• [GIVEN INSTRUCTION A]:
Format the entries as a JSON list of strings, one string per line with blank lines left out, covering everything from the line containing "Tell me exactly where the red striped" down to the last line of the entries.

• [TEXT BLOCK]:
☆ ☆ ☆ ☆ ☆ ☆ ☆

For enterprises with a higher volume of sales and a narrower profit margin, a minor pricing error can jeopardise the company’s very existence. If a corporation maintains its prices low, it may be able to create large sales while making a lower profit. Choosing a price for a product is one of the most challenging tasks for many organisations. One must be very careful about the pricing decision because if the price is perceived as high, it may not invite a higher level of sales, and if the price is perceived as low, either people who value quality will not buy, or the profit contribution will be comparatively low due to marginal gain in each sale. This section will teach you how businesses set prices for their goods and services.
8.1 Price Setting
Price setting is a significant component of a company’s marketing mix decisions. Pricing issues might arise because of the meaning ascribed to price. The sole component creates money for the organisation; all others are expenses. Marketing aims to allow profitable transactions between the marketer and the customers.
The value exchanged in a marketing transaction is represented by price. A marketer typically sells a specific combination of a need-satisfying product or service and ancillary services such as a warranty or guarantee. According to Donald Lichtenstein, Nancy M. Ridgeway, and Richard G. Niemeyer, pricing is highly obvious in most marketing transactions, and buyers and sellers are aware of the value that each must part with to complete the exchange. However, pricing does not necessarily have to be expressed in monetary terms.
Barter is the oldest form of transaction and is still used occasionally between countries for various items. Settlements have been built on bargaining since people learned to use barter to effect exchanges. In the majority of countries, bargaining is still practised in markets. Websites like Priceline.com and eBay.com rely on negotiation between buyer and seller for various goods and services.
The pricing begins with understanding the company’s mission, target audiences, and marketing goals. Pricing objectives are developed based on these considerations. Management must assess the costs to determine its flexibility and the lowest price level required to fulfil profit and other company objectives. The role of prices in other marketing mix elements establishes boundaries and rules for pricing decisions. Pricing considerations should consider the impact on other products in the line, promotional decisions, and distribution methods. There are two types of pricing choice situations: new product pricing and modifying existing product prices. In particular, pricing plans for new items are a high-level duty shared by marketing and other top-level executives.

☆ ☆ ☆ ☆ ☆ ☆ ☆

• [GIVEN INSTRUCTION B]:
Answer these about the pricing text:
(i) What does it call the oldest form of transaction?
(ii) Which two websites does it name as relying on negotiation between buyer and seller?
(iii) What are the two types of pricing choice situations it lists?

Region annotation entries
☆ ☆ ☆ ☆ ☆ ☆ ☆

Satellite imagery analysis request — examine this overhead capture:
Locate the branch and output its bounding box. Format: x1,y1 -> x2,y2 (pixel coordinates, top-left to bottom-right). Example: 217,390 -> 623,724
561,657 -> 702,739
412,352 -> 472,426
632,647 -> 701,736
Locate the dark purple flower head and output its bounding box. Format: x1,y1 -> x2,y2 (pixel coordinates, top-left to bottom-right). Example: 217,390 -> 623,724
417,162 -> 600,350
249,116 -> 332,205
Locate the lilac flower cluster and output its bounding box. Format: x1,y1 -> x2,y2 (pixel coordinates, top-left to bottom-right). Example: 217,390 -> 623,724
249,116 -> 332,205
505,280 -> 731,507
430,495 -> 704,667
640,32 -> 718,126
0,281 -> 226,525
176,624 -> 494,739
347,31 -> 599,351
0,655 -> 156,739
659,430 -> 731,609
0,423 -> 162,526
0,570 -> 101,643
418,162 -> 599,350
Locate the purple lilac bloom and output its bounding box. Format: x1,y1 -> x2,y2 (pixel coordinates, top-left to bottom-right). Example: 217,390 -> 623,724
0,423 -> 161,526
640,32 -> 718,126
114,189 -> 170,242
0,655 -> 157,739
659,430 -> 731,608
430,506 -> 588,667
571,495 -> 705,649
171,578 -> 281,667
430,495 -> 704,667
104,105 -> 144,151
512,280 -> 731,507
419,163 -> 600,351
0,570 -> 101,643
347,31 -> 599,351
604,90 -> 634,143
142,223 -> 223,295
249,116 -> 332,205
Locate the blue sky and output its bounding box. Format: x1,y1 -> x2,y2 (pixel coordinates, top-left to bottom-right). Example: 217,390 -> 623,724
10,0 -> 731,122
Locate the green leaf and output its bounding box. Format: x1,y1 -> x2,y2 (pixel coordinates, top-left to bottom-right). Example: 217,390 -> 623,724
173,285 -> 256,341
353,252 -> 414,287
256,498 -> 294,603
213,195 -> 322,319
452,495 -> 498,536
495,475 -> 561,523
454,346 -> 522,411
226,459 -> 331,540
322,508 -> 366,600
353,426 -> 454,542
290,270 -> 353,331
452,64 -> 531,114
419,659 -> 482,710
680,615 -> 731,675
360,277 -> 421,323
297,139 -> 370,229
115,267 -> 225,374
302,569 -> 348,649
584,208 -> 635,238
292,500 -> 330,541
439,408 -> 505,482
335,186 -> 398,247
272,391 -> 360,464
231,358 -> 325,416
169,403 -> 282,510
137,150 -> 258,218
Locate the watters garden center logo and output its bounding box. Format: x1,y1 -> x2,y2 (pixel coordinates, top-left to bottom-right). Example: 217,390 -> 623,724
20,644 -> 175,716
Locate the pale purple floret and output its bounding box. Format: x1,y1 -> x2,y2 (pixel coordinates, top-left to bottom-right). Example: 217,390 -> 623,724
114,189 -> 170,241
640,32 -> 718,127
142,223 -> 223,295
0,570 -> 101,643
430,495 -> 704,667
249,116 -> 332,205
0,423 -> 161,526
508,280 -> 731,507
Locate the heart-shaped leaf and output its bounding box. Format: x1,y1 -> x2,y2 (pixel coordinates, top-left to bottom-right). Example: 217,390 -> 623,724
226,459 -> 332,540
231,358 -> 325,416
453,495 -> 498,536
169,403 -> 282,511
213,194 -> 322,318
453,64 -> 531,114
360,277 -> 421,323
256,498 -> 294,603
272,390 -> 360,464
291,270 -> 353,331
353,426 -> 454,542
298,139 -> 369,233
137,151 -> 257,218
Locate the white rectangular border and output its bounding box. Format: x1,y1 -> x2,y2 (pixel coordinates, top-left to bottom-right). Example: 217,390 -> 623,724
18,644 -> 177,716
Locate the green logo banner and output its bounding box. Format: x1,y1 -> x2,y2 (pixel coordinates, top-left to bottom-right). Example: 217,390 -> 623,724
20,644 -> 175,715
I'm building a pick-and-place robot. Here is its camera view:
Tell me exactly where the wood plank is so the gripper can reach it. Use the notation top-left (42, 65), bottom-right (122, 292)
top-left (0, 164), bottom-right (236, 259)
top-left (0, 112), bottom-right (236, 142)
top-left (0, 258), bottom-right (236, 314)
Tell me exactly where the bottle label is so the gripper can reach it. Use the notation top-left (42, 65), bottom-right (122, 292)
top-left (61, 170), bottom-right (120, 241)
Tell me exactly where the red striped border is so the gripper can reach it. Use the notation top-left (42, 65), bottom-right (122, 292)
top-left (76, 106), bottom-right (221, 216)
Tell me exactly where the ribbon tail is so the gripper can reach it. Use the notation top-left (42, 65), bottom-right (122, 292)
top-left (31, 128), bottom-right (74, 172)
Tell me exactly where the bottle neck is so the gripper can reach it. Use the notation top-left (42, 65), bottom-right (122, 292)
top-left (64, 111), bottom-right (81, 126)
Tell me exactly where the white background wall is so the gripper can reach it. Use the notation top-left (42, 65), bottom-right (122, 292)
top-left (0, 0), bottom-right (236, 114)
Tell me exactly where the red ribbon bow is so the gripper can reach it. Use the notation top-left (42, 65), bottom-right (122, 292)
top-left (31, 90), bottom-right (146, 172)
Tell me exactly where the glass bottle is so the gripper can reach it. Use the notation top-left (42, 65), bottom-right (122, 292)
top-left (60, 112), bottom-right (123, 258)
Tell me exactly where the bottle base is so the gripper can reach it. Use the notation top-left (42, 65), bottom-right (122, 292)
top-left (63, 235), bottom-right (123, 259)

☆ ☆ ☆ ☆ ☆ ☆ ☆

• [RESULT A]:
[
  "Tell me exactly where the red striped border is so the gripper can reach it. Use the notation top-left (42, 65), bottom-right (122, 292)",
  "top-left (76, 106), bottom-right (221, 216)",
  "Tell me exactly where the ribbon tail is so the gripper can reach it. Use the notation top-left (42, 65), bottom-right (122, 292)",
  "top-left (31, 128), bottom-right (74, 172)",
  "Tell me exactly where the bottle neck is so the gripper can reach it. Use the notation top-left (42, 65), bottom-right (122, 292)",
  "top-left (64, 111), bottom-right (81, 126)",
  "Tell me exactly where the white background wall is so the gripper can reach it. Use the notation top-left (42, 65), bottom-right (122, 292)",
  "top-left (0, 0), bottom-right (236, 114)",
  "Tell me exactly where the red ribbon bow is so the gripper can reach it. Use the notation top-left (42, 65), bottom-right (122, 292)",
  "top-left (31, 90), bottom-right (146, 172)",
  "Tell me exactly where the glass bottle is so the gripper can reach it. Use the notation top-left (42, 65), bottom-right (122, 292)",
  "top-left (60, 112), bottom-right (123, 258)",
  "Tell me exactly where the bottle base is so the gripper can reach it. Use the notation top-left (42, 65), bottom-right (122, 292)",
  "top-left (63, 235), bottom-right (123, 259)"
]

• [RESULT B]:
(i) Barter
(ii) Priceline.com and eBay.com
(iii) New product pricing and modifying existing product prices